-------- AUSGANGSTEXT

# Bikeurlaub in den Alpen



## Caro2305 (30. März 2013)

Hallo ihr Lieben,

ich würde gerne im Sommer diesen Jahres einen Bikeurlaub mit meinem Freund machen. 
Wir würden gerne in die Alpen fahren und suchen gerade nach einer guten Location.
Wir wollen schöne, flowige Trails fahren, technisch nicht zu anspruchsvoll aber auch nicht zu langweilig (keine breiten Forstwege bergab) in einem schönen Gelände. 

Habt ihr da irgendwelche Tipps und Erfahrungen oder sogar Bikerouten?

Wir haben nach ein bisschen Recherche die Region Vinschgau entdeckt, habt ihr da irgendwelche Erfahrungen?

Vielen Dank für zahlreiche Tipps


----------



## Schnitte (31. März 2013)

Saalbach Hinterglemm ist sehr schön und empfehlenswert


----------



## MTB-News.de




----------



## Günni0808 (31. März 2013)

Saalbach


----------



## simply-out (31. März 2013)

Der Vinschgau ist absolut toll... 
Ich bin nicht so ein Fan von Saalbach... Die Lifte sind natürlich super!
Wenn Ihr gerne viel hoch-Gondelt.

Die einzige Bahn im Vinschgau z. B. Latsch (St. Martin im Kofel) nimmt nur am frühen Morgen und am späten Nachmittag Biker mit. Die Bimmelbahn, die durch das Tal fährt nimmt auch Räder mit, aber Ihr müsst früh aufstehen, denn die Bahn ist bei vielen sehr beliebt und schnell zu voll, so dass ihr mit den Bikes nicht mehr reinkommt.
Die Vinschgau-Biker bieten geführte Touren an, aber einige Trails (z. B. tschilli-Trail) sind auch ganz gut ausgeschildert. Wir waren schon häufig dort...
Lenzer Heide in der Schweiz.... das wäre auch noch ein Tipp.

Wenn Du mehr wissen willst, kannst Du Dich gerne noch einmal melden.

Liebe Grüsse


----------



## zrk (31. März 2013)

Caro2305 schrieb:


> Wir haben nach ein bisschen Recherche die Region Vinschgau entdeckt, habt ihr da irgendwelche Erfahrungen?



Schau mal in Nauders, Hotel "Central" bieten auch geführte Touren bzw. geben euch Tips.


----------



## aufgehts (31. März 2013)

http://www.bikereldorado.com/index.php
http://www.jagdhof.com/de/bodyactivity-mountainbike-touren.php

da sind sicherlich einige touren für euch zu finden.

wir kommen im juli wieder.


----------



## simply-out (31. März 2013)

----------------
-------- VORLIEGENDE EINTRÄGE

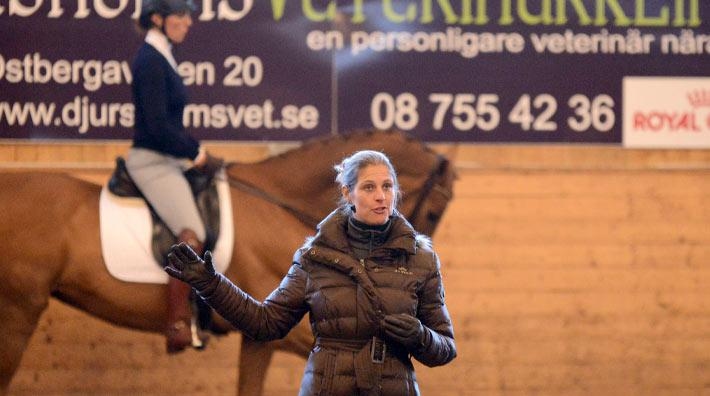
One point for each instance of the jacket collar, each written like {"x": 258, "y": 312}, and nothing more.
{"x": 332, "y": 232}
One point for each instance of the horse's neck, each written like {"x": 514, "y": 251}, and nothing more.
{"x": 303, "y": 179}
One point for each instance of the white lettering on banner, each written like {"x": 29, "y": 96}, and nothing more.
{"x": 468, "y": 112}
{"x": 85, "y": 7}
{"x": 601, "y": 43}
{"x": 83, "y": 114}
{"x": 91, "y": 74}
{"x": 467, "y": 44}
{"x": 666, "y": 112}
{"x": 251, "y": 116}
{"x": 224, "y": 11}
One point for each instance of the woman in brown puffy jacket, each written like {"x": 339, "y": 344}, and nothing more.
{"x": 369, "y": 281}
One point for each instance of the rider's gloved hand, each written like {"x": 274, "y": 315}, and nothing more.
{"x": 210, "y": 164}
{"x": 186, "y": 265}
{"x": 404, "y": 329}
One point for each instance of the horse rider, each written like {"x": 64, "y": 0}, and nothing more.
{"x": 162, "y": 149}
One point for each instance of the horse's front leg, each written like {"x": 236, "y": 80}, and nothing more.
{"x": 19, "y": 315}
{"x": 254, "y": 358}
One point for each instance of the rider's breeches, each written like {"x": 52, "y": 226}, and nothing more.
{"x": 161, "y": 180}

----------------

- ARBEITSANWEISUNG: Setze den Forumsthread zum Bikeurlaub in den Alpen fort, beginnend nach der zuletzt gezeigten Zeile.

- ERGEBNIS:
http://www.sattlerenglhof.com/
Hier wurden wir bestens betreut und haben auch GPS Daten erhalten.
Es gibt eine grosse Auswahl und auch geführte Touren werden angeboten.
http://www.bikereldorado.com/


----------



## barbarissima (3. April 2013)

Ich bin auch für Nauders  Da war ich letztes Jahr. Es gibt superschöne Touren für jeden Geschmack und die Trails sind nicht so überlaufen wie z. B in Ischgl. Man ist auch schnell mal im Vinschgau oder in Graubünden.


----------



## Pfadfinderin (3. April 2013)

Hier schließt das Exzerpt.